*Exercise prompt*: In your transcription, keep every record exact and leave out the pictures.

• • •

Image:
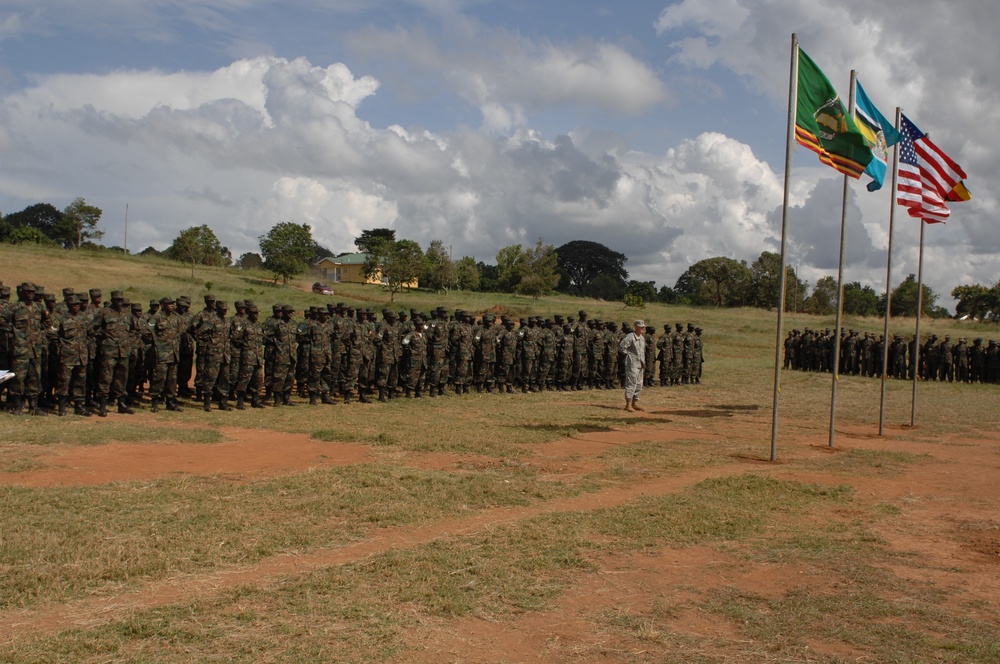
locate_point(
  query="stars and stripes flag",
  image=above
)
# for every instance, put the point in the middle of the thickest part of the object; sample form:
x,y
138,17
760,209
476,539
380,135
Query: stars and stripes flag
x,y
927,176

• • •

*Response*:
Image:
locate_point(
  query="stars and stripes flag",
  image=above
)
# for every instance, put the point in the middle of the thickest part of the object; sample form:
x,y
138,17
760,209
476,539
380,135
Query: stars and stripes flag
x,y
927,176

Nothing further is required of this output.